Location annotation dataset excerpts
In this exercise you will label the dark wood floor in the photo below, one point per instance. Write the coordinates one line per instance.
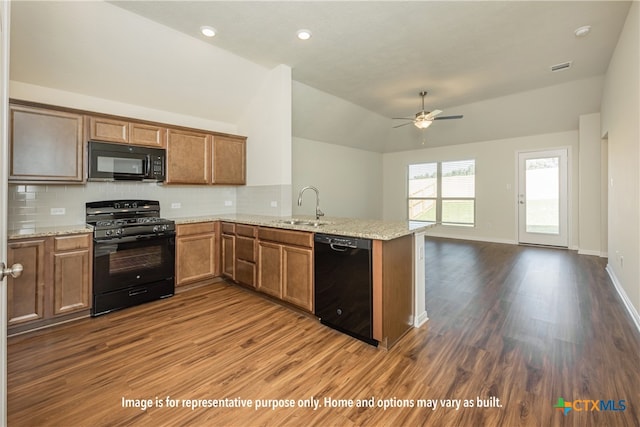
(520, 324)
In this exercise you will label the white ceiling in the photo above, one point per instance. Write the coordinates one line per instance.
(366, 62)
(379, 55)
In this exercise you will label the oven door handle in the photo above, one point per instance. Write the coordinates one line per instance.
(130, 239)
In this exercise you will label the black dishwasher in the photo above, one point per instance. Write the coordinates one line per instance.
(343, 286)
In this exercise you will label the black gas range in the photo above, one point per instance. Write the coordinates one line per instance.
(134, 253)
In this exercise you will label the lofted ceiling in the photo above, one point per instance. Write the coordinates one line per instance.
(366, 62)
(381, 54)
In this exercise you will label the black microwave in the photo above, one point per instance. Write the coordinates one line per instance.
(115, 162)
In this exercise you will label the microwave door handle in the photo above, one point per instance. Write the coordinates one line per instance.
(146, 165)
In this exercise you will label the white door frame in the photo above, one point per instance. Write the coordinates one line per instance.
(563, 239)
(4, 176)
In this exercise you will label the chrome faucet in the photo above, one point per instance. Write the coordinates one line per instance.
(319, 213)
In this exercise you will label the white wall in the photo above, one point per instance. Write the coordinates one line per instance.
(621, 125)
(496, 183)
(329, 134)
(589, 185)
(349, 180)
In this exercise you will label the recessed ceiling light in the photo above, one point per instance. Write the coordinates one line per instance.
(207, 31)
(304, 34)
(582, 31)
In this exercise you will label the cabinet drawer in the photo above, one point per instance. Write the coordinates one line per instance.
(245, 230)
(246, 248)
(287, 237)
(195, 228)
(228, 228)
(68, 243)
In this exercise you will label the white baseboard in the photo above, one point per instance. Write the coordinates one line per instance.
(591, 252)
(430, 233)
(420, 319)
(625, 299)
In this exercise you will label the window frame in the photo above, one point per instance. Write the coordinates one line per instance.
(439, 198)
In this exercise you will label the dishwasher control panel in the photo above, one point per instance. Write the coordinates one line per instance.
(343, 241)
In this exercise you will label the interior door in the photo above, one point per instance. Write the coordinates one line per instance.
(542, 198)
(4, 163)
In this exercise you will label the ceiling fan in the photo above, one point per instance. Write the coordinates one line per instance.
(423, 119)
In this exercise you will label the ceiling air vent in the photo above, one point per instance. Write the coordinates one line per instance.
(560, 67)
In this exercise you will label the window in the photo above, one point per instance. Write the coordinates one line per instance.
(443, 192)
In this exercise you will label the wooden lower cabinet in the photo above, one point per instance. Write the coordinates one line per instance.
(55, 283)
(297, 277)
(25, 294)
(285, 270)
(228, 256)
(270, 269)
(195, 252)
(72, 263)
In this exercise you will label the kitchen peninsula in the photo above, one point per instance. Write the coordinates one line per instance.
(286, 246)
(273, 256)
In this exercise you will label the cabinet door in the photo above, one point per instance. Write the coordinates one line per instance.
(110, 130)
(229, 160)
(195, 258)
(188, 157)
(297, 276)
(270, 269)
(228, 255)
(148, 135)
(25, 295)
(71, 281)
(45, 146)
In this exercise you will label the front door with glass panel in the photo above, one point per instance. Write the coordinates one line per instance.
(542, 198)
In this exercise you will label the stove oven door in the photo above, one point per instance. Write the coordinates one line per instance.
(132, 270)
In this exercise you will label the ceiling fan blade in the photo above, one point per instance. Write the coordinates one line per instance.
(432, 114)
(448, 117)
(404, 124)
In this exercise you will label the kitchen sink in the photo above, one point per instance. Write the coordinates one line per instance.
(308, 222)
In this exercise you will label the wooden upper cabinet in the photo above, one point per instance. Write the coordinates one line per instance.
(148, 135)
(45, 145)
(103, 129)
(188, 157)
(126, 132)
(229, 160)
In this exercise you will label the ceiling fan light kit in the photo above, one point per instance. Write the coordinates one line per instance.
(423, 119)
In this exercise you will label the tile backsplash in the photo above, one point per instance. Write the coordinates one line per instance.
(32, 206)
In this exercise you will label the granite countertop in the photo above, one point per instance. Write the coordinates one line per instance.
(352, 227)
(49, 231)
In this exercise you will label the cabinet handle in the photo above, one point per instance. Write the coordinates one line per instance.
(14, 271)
==
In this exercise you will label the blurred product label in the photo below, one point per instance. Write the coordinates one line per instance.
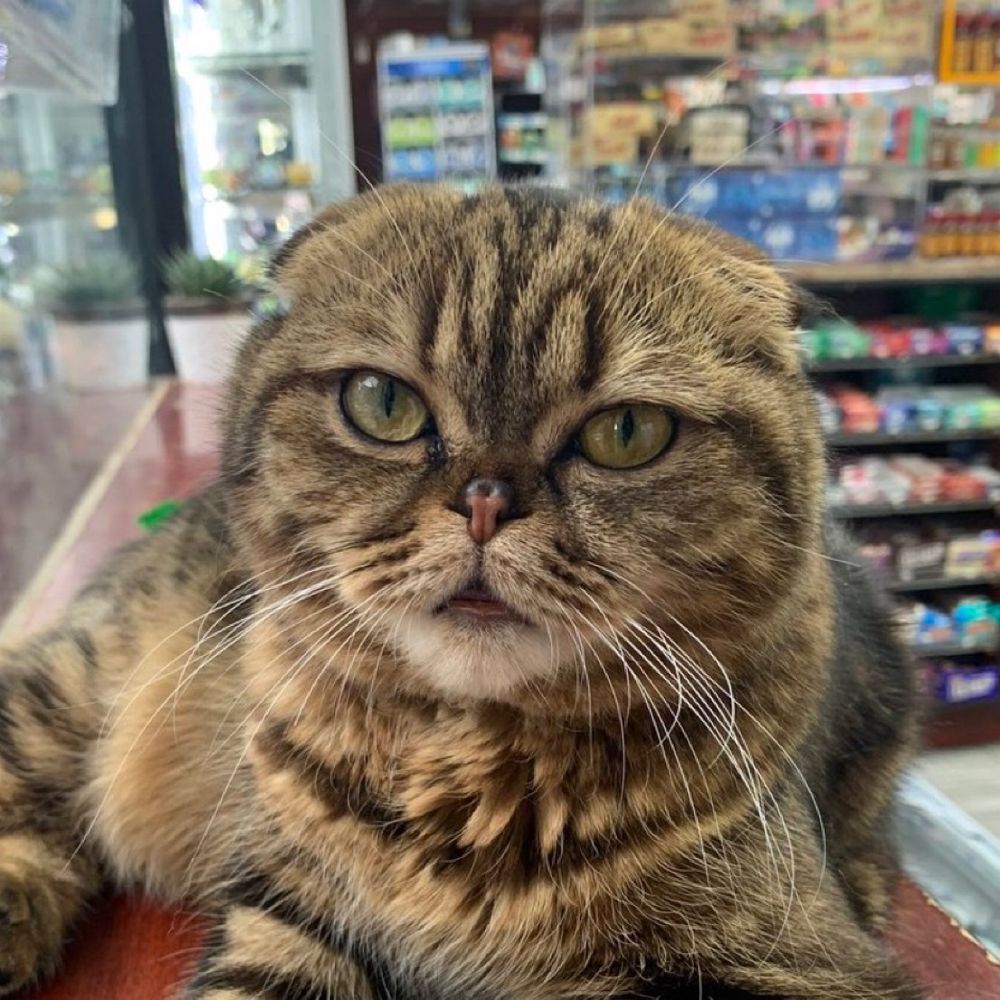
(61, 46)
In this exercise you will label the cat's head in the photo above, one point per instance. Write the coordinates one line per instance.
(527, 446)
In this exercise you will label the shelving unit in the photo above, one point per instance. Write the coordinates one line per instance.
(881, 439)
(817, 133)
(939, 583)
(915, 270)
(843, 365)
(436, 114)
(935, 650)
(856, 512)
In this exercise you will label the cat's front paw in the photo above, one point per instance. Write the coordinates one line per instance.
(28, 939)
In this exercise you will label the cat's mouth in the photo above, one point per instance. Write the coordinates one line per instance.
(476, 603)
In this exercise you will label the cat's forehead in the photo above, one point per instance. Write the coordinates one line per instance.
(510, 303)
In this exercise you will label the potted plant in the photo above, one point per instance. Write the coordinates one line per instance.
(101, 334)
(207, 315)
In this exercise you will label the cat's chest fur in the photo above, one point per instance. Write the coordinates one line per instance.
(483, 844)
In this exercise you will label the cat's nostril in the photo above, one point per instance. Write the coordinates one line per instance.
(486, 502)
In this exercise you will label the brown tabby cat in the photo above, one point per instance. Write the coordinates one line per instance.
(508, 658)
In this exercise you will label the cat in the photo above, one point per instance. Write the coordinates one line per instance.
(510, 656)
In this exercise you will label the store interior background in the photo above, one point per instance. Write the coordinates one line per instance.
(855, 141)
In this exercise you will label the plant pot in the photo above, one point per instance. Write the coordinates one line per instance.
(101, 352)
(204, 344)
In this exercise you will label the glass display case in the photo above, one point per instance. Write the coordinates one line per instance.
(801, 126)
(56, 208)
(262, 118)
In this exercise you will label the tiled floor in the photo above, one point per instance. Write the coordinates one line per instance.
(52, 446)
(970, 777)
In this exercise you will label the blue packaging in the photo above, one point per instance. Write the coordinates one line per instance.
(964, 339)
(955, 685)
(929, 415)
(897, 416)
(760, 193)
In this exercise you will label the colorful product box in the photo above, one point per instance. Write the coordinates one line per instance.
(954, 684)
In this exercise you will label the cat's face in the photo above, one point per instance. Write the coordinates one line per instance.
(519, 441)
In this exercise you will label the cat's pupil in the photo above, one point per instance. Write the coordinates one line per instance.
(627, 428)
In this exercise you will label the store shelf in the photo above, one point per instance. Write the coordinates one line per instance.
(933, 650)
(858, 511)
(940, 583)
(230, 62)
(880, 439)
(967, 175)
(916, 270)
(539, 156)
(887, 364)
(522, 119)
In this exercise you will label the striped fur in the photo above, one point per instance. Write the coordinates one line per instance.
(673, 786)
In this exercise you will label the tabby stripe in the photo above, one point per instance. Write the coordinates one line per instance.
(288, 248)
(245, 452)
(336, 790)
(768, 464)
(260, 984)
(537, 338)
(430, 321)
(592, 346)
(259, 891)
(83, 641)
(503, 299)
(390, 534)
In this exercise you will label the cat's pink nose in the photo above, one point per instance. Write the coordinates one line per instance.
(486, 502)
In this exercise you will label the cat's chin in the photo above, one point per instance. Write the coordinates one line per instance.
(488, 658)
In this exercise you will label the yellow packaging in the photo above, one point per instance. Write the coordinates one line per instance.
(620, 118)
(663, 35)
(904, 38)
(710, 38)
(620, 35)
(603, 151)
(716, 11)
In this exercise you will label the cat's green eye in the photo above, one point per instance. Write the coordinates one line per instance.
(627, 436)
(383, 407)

WHAT IS EXPECTED:
Pick out every line in the items above that contains the string "below", and copy each of those lines. Only matches with the same uppercase and lowercase letters count.

FINAL ANSWER:
In this exercise you will label the dark wood floor in the photo below, one point per instance. Write the coordinates one line per instance.
In this exercise you will label the blurred product label in the photo below, one point per instance. Write the coordinates one line per instance.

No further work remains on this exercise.